** Task directions **
Transcribe every line of the material below word for word, keeping each character and line break as it appears.

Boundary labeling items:
— Begin —

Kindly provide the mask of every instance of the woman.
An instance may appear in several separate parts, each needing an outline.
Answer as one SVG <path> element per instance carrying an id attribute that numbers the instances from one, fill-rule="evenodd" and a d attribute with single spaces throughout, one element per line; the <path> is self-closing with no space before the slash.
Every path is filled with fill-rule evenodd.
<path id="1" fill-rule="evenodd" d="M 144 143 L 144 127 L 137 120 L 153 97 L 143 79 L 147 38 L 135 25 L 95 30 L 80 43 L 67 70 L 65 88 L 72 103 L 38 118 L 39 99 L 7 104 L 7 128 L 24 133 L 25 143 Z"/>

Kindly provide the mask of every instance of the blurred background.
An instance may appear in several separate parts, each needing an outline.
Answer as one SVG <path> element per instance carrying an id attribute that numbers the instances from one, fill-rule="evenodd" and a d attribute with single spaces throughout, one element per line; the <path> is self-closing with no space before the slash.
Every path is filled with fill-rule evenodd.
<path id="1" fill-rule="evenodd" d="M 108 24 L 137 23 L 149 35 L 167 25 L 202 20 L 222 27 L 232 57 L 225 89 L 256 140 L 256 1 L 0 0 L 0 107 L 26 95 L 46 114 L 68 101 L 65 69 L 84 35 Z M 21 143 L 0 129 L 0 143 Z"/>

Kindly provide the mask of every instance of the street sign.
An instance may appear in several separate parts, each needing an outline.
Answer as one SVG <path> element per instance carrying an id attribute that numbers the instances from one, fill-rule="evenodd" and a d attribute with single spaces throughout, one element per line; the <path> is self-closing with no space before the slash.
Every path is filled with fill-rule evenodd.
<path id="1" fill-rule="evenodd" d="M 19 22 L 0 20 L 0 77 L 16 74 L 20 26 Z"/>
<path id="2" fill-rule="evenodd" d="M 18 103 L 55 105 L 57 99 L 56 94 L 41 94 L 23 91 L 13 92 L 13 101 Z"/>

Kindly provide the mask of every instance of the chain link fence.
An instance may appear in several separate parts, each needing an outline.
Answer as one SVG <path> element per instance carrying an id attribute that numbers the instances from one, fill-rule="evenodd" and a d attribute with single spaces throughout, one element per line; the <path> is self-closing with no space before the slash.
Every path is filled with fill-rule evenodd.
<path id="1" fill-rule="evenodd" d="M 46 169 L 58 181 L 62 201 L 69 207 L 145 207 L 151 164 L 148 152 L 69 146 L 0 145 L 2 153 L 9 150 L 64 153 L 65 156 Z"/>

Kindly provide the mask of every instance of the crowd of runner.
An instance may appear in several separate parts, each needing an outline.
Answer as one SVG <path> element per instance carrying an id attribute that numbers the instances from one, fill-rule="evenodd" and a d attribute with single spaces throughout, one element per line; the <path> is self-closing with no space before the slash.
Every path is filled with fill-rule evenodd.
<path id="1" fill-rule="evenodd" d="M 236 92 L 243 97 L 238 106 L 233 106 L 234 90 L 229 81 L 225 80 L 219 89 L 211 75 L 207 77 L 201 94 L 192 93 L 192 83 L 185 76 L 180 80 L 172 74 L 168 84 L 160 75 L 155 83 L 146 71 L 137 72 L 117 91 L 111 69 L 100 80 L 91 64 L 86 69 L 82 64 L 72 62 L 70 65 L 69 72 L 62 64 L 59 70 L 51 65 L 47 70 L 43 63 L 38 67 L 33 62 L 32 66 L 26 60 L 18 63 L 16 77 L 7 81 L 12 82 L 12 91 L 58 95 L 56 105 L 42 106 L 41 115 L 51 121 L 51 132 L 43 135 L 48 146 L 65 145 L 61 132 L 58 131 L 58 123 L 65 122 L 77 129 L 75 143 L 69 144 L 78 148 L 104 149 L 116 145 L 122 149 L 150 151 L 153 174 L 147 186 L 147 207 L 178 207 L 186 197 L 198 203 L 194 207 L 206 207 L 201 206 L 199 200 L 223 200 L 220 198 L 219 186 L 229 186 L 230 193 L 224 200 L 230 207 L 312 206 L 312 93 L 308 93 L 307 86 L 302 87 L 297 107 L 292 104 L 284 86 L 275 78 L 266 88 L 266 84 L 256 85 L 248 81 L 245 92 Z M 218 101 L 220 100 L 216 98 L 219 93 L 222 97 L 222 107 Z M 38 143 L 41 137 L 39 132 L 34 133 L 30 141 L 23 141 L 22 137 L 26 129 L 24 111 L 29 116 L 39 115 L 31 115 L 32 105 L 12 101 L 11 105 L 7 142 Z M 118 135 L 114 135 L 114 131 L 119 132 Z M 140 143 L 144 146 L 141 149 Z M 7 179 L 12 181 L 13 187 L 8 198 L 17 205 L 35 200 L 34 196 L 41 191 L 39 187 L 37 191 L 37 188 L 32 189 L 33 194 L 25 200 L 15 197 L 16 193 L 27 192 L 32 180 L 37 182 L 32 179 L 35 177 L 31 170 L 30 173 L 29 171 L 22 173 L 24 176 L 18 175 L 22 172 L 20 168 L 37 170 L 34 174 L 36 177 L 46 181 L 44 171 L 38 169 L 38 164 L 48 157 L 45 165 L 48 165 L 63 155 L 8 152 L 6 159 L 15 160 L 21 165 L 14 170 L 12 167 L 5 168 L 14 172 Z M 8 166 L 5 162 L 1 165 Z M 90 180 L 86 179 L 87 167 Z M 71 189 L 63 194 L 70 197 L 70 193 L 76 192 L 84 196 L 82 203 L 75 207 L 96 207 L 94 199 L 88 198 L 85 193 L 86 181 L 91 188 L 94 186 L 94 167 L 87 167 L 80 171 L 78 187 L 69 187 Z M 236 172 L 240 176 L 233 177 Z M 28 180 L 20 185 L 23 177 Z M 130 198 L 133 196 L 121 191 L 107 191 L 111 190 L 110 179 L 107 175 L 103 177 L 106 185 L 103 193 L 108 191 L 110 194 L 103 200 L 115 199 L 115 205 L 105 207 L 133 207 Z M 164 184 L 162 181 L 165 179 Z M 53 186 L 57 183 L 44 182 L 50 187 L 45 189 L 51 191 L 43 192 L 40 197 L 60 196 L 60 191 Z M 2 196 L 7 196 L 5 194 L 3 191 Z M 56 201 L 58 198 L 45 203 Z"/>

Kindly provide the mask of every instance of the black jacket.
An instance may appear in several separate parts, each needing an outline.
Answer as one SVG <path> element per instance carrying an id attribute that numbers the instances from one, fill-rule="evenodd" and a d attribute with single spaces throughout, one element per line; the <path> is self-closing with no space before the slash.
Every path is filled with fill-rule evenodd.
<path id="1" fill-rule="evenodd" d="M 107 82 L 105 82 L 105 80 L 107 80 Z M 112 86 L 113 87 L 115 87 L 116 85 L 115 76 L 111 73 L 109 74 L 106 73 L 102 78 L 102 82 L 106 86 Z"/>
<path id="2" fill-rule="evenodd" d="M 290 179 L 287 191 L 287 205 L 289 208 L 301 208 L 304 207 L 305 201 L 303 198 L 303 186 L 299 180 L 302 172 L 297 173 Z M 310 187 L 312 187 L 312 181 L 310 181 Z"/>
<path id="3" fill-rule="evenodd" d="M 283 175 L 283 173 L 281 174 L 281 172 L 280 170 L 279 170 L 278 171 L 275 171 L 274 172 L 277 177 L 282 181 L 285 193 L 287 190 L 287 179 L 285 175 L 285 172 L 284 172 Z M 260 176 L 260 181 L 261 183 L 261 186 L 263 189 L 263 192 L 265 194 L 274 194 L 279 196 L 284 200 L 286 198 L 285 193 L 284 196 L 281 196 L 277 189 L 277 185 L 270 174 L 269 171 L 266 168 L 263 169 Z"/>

— End —

** Output below **
Kindly provide the mask of every instance of the woman.
An instance may appear in several separate parts, each needing an outline.
Answer as one SVG <path> element per instance carrying an id attribute that numbers the instances from one, fill-rule="evenodd" and a d attribute with single spaces throughout, one element per line; the <path> is self-closing with no space before the slash.
Every path is filled with fill-rule evenodd.
<path id="1" fill-rule="evenodd" d="M 144 143 L 144 127 L 137 120 L 153 97 L 143 79 L 147 38 L 135 25 L 95 30 L 80 43 L 67 70 L 65 88 L 72 103 L 38 118 L 39 99 L 7 104 L 7 128 L 24 133 L 25 143 Z"/>

Kindly provide the mask of every instance of the blurred background.
An instance may appear in several separate parts, each needing an outline.
Answer as one SVG <path> element per instance carrying an id attribute that numbers the instances from one, fill-rule="evenodd" and a d attribute with single spaces throughout, one element per line; the <path> is self-closing with no space before the slash.
Every path is filled with fill-rule evenodd.
<path id="1" fill-rule="evenodd" d="M 108 24 L 137 23 L 149 35 L 167 25 L 202 20 L 222 27 L 232 57 L 225 89 L 256 140 L 256 1 L 0 0 L 0 107 L 26 95 L 46 114 L 68 101 L 65 69 L 84 35 Z M 21 143 L 0 129 L 0 143 Z"/>

Kindly provide the mask of every instance of the street sign.
An instance may appear in several separate parts, each needing an outline.
Answer as one SVG <path> element per instance carrying an id attribute that numbers the instances from one, fill-rule="evenodd" and a d attribute with single spaces throughout, one element per line; the <path> is self-closing with no space before the slash.
Every path is filled with fill-rule evenodd.
<path id="1" fill-rule="evenodd" d="M 19 22 L 0 20 L 0 77 L 16 74 L 20 26 Z"/>
<path id="2" fill-rule="evenodd" d="M 18 103 L 55 105 L 57 99 L 56 94 L 41 94 L 23 91 L 13 92 L 13 101 Z"/>

Kindly provide the mask of every instance of the chain link fence.
An instance may appear in several separate parts, each needing an outline.
Answer as one SVG <path> element per instance carrying an id attribute that numbers the instances from one, fill-rule="evenodd" and a d attribute with single spaces throughout, one element per line; the <path> is self-closing with no space before the slash.
Every path is filled with fill-rule evenodd.
<path id="1" fill-rule="evenodd" d="M 46 169 L 58 181 L 62 201 L 69 207 L 145 207 L 151 164 L 148 152 L 69 146 L 0 145 L 2 153 L 9 150 L 64 153 L 65 156 Z"/>

Kindly provide the mask of every instance of the crowd of runner.
An instance may appear in several separate parts, each needing an outline.
Answer as one SVG <path> element per instance carrying an id attribute that numbers the instances from one, fill-rule="evenodd" and a d attribute with single spaces throughout, one element per line; the <path> is self-closing with no space before the slash.
Every path is filled with fill-rule evenodd.
<path id="1" fill-rule="evenodd" d="M 236 92 L 243 97 L 238 106 L 233 106 L 234 90 L 229 81 L 225 80 L 219 89 L 211 75 L 207 77 L 201 94 L 192 93 L 192 83 L 185 76 L 180 80 L 172 74 L 168 84 L 160 75 L 155 83 L 146 71 L 137 72 L 117 91 L 111 69 L 100 80 L 91 64 L 86 69 L 82 64 L 72 62 L 70 65 L 69 72 L 62 64 L 59 70 L 51 65 L 47 70 L 43 63 L 38 67 L 33 62 L 32 66 L 26 60 L 18 63 L 16 77 L 7 81 L 12 82 L 12 91 L 58 95 L 56 105 L 42 106 L 41 115 L 51 121 L 51 132 L 43 135 L 48 146 L 65 145 L 61 132 L 58 131 L 58 123 L 65 122 L 77 129 L 75 143 L 69 144 L 78 148 L 104 149 L 116 145 L 122 149 L 150 151 L 153 174 L 147 186 L 147 207 L 178 207 L 186 197 L 198 203 L 194 207 L 206 207 L 201 206 L 199 200 L 223 200 L 220 198 L 219 186 L 229 186 L 230 193 L 224 200 L 230 207 L 312 206 L 312 93 L 308 93 L 307 86 L 302 87 L 297 107 L 292 104 L 284 86 L 275 78 L 266 88 L 266 84 L 256 85 L 248 81 L 245 92 Z M 218 101 L 220 100 L 216 98 L 219 93 L 222 97 L 222 107 Z M 38 143 L 41 137 L 39 132 L 34 133 L 30 141 L 23 141 L 22 137 L 26 129 L 24 111 L 29 116 L 39 115 L 31 115 L 32 105 L 12 101 L 11 105 L 7 142 Z M 118 135 L 114 135 L 114 131 L 119 132 Z M 140 143 L 144 146 L 141 149 Z M 7 179 L 12 181 L 13 187 L 8 198 L 17 205 L 35 200 L 34 196 L 41 191 L 39 187 L 37 191 L 37 188 L 32 189 L 33 194 L 25 200 L 15 197 L 16 193 L 27 192 L 32 180 L 37 182 L 32 179 L 35 177 L 31 170 L 30 173 L 29 171 L 22 173 L 24 176 L 18 175 L 22 172 L 20 168 L 37 170 L 34 174 L 36 177 L 46 181 L 44 171 L 38 169 L 38 164 L 48 157 L 45 165 L 48 165 L 63 155 L 8 152 L 6 159 L 15 160 L 21 165 L 14 170 L 12 167 L 5 168 L 14 172 Z M 8 166 L 5 162 L 1 165 Z M 90 180 L 86 179 L 87 167 Z M 71 189 L 63 194 L 70 197 L 70 193 L 76 192 L 84 196 L 82 203 L 75 207 L 96 207 L 94 199 L 88 198 L 85 193 L 86 181 L 91 188 L 94 186 L 94 167 L 87 167 L 80 171 L 78 187 L 69 187 Z M 236 172 L 240 176 L 233 177 Z M 28 180 L 20 185 L 23 177 Z M 130 198 L 133 196 L 121 191 L 107 191 L 111 190 L 110 179 L 107 175 L 103 177 L 106 185 L 103 193 L 108 191 L 110 194 L 103 200 L 115 199 L 115 205 L 105 207 L 133 207 Z M 164 184 L 162 181 L 165 179 Z M 53 186 L 57 183 L 44 182 L 50 187 L 45 189 L 51 191 L 43 192 L 40 197 L 60 196 L 60 191 Z M 2 196 L 7 196 L 5 194 L 3 191 Z M 56 201 L 58 198 L 45 203 Z"/>

Kindly provide the mask of every instance of the black jacket.
An instance may appear in several separate parts, each needing an outline.
Answer as one SVG <path> element per instance carrying an id attribute that numbers the instances from one, fill-rule="evenodd" and a d attribute with single spaces throughout, one element per line; the <path> is self-closing with no space before the slash.
Every path is filled with fill-rule evenodd.
<path id="1" fill-rule="evenodd" d="M 107 82 L 105 82 L 105 80 L 107 80 Z M 112 86 L 113 87 L 115 87 L 116 85 L 115 76 L 111 73 L 109 74 L 106 73 L 102 78 L 102 82 L 106 86 Z"/>
<path id="2" fill-rule="evenodd" d="M 290 179 L 287 191 L 287 205 L 289 208 L 301 208 L 304 207 L 305 201 L 303 198 L 303 186 L 299 180 L 302 172 L 297 173 Z M 310 187 L 312 187 L 312 181 L 310 181 Z"/>
<path id="3" fill-rule="evenodd" d="M 283 175 L 283 173 L 281 174 L 281 172 L 280 170 L 279 170 L 278 171 L 275 171 L 274 172 L 277 177 L 282 181 L 285 193 L 287 190 L 287 179 L 285 175 L 285 172 L 284 172 Z M 260 176 L 260 181 L 261 183 L 261 186 L 263 189 L 263 192 L 265 194 L 274 194 L 279 196 L 284 200 L 286 198 L 285 193 L 284 196 L 281 196 L 277 189 L 277 185 L 270 174 L 269 171 L 266 168 L 263 169 Z"/>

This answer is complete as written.